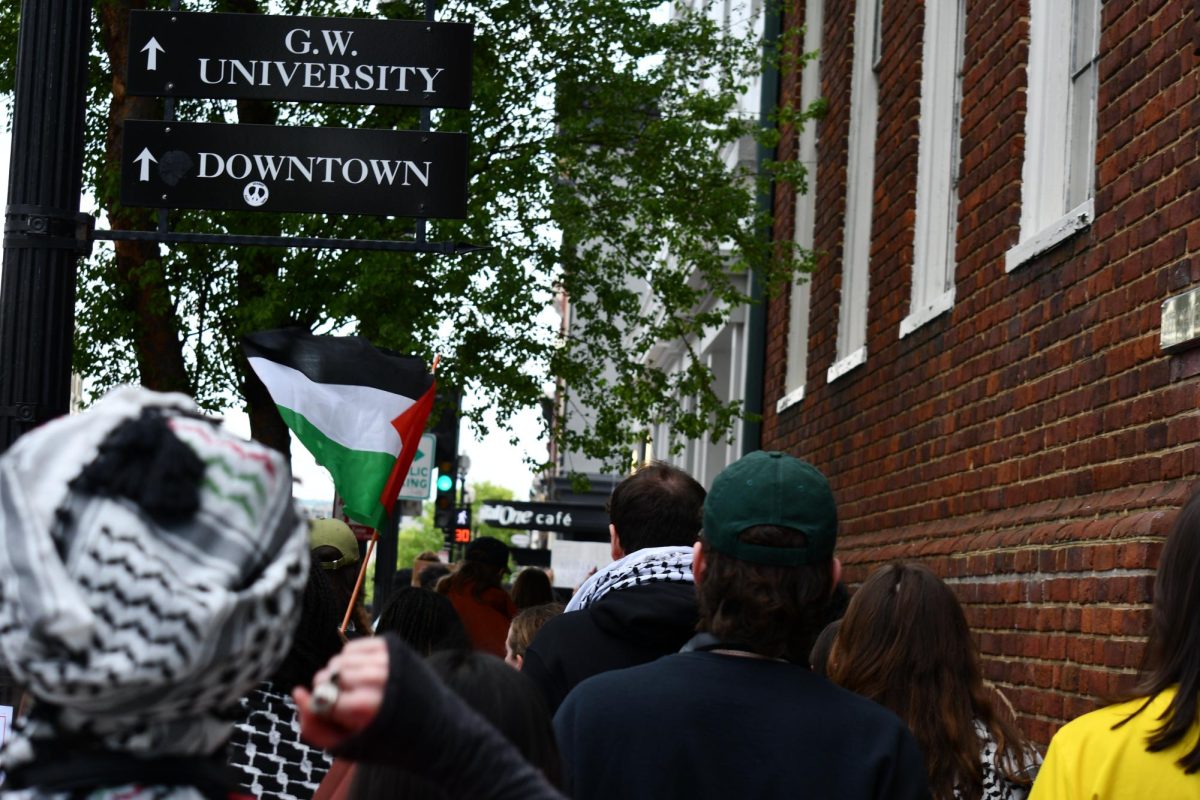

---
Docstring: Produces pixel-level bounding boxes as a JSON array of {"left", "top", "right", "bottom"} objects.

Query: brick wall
[{"left": 763, "top": 0, "right": 1200, "bottom": 744}]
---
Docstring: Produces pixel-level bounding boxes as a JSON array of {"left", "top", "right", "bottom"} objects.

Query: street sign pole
[{"left": 0, "top": 0, "right": 91, "bottom": 452}]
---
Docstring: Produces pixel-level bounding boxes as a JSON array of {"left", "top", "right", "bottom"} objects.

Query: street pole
[{"left": 0, "top": 0, "right": 91, "bottom": 452}]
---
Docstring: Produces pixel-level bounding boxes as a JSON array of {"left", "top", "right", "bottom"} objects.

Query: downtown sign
[
  {"left": 121, "top": 120, "right": 468, "bottom": 218},
  {"left": 121, "top": 11, "right": 473, "bottom": 218}
]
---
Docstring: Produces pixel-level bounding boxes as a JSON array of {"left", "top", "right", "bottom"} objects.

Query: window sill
[
  {"left": 1004, "top": 198, "right": 1096, "bottom": 272},
  {"left": 826, "top": 344, "right": 866, "bottom": 384},
  {"left": 775, "top": 384, "right": 804, "bottom": 414},
  {"left": 900, "top": 289, "right": 954, "bottom": 338}
]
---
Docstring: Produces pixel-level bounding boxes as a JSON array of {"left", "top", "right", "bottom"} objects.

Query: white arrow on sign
[
  {"left": 133, "top": 148, "right": 158, "bottom": 181},
  {"left": 142, "top": 36, "right": 166, "bottom": 72}
]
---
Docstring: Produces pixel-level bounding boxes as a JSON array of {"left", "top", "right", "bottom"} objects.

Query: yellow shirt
[{"left": 1030, "top": 688, "right": 1200, "bottom": 800}]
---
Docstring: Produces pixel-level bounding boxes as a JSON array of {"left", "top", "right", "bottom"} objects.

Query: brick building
[{"left": 762, "top": 0, "right": 1200, "bottom": 744}]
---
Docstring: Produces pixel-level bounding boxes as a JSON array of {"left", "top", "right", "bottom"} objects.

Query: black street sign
[
  {"left": 121, "top": 120, "right": 468, "bottom": 218},
  {"left": 126, "top": 11, "right": 474, "bottom": 108},
  {"left": 479, "top": 500, "right": 608, "bottom": 535}
]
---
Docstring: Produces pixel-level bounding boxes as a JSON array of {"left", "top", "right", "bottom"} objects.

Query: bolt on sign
[
  {"left": 127, "top": 11, "right": 473, "bottom": 108},
  {"left": 121, "top": 120, "right": 468, "bottom": 218}
]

----------------

Pick out every line in the data above that contains the string "street" and copy each of those lines in full. Treat uppercase and lowercase letters as different.

Query: street sign pole
Query: street pole
Query: black street sign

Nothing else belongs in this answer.